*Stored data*
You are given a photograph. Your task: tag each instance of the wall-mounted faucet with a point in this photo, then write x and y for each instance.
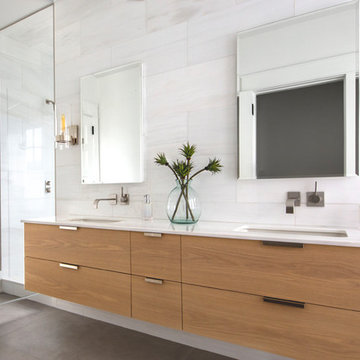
(124, 198)
(293, 199)
(316, 198)
(113, 200)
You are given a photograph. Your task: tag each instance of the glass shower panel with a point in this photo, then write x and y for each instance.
(27, 133)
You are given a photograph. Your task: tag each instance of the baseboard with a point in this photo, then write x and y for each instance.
(199, 342)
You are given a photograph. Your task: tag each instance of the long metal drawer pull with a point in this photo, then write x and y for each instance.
(73, 228)
(154, 281)
(69, 266)
(282, 243)
(298, 304)
(153, 234)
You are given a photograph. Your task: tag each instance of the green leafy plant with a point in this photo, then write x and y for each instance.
(182, 170)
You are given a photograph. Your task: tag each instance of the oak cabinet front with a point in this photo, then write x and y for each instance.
(324, 275)
(157, 301)
(106, 290)
(311, 332)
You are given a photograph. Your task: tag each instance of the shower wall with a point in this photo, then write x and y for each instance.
(27, 129)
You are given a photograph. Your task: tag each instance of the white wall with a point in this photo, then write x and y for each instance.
(189, 51)
(26, 128)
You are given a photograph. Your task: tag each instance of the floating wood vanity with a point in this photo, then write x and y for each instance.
(292, 299)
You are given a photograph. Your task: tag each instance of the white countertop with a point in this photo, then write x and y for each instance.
(216, 229)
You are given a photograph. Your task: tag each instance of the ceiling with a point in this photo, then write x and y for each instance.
(13, 10)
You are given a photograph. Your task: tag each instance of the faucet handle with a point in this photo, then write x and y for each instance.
(293, 199)
(124, 198)
(315, 198)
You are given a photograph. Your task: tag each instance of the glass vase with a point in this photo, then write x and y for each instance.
(183, 205)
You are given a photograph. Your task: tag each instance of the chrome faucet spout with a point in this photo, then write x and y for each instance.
(290, 203)
(293, 199)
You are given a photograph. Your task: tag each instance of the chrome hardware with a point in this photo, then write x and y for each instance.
(124, 198)
(113, 199)
(315, 198)
(153, 234)
(70, 136)
(284, 244)
(298, 304)
(293, 199)
(73, 228)
(154, 281)
(47, 186)
(50, 102)
(69, 266)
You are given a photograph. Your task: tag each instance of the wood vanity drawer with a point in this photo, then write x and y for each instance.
(103, 249)
(309, 333)
(327, 275)
(106, 290)
(156, 255)
(157, 301)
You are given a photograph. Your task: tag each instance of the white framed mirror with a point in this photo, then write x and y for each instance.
(297, 87)
(112, 126)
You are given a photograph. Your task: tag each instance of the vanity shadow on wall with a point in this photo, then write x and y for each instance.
(298, 96)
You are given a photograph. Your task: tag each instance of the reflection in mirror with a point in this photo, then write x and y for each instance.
(112, 126)
(298, 97)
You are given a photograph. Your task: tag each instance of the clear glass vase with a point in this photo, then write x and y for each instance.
(183, 205)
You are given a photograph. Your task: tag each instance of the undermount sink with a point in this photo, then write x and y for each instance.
(291, 231)
(101, 220)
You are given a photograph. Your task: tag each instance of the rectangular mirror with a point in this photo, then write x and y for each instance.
(297, 84)
(112, 126)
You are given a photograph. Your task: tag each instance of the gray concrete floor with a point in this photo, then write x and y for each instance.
(32, 331)
(6, 297)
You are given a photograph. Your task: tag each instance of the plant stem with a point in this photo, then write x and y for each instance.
(170, 167)
(197, 173)
(187, 192)
(186, 200)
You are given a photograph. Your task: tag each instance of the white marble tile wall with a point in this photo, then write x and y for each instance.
(27, 127)
(188, 48)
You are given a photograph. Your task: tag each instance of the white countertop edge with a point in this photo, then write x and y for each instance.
(211, 229)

*What you have to do*
Copy the lines word for word, beginning with the line that contains "of the vanity" and continuing through the end of the records.

*Output of the task*
You are given a photograph. Your task: tag each instance of the vanity shadow on wall with a point in this photo, then write x and y for each instance.
(298, 96)
You are given a photograph. Your task: tag each instance of the reflection in mirror with a point in this photo, then write x and y for each instance.
(112, 126)
(298, 97)
You are given a photograph. Your task: tag each instance of the clear glass vase with a point in this photo, then write x and y for each instance.
(183, 205)
You are given a photograph. Your task: tag each instance of the undermount sink with a point in this photo, then write x and y for each instance.
(291, 231)
(101, 220)
You are given a photograph. Your task: tag each instance of the rectangular mirror with a point in this photo, then write x and y for each instance.
(297, 84)
(112, 126)
You are given a photograph. Your task: tag each instance of the gray concrete floor with a point in this photo, then write x and y for each instance.
(32, 331)
(6, 297)
You are given a photograph. Your task: tag each instance of the plant stem with a point in this photo, then write x and y for each instance.
(170, 167)
(197, 173)
(187, 192)
(186, 200)
You are given a photograph. Your task: tag each instance of the white marble tile wall with a point in this photo, then write x and y for each instance.
(27, 127)
(188, 48)
You are given a photograph. Your task: tag each instance of the white countertop edge with a point in this photo, then write x and y for each instance.
(211, 229)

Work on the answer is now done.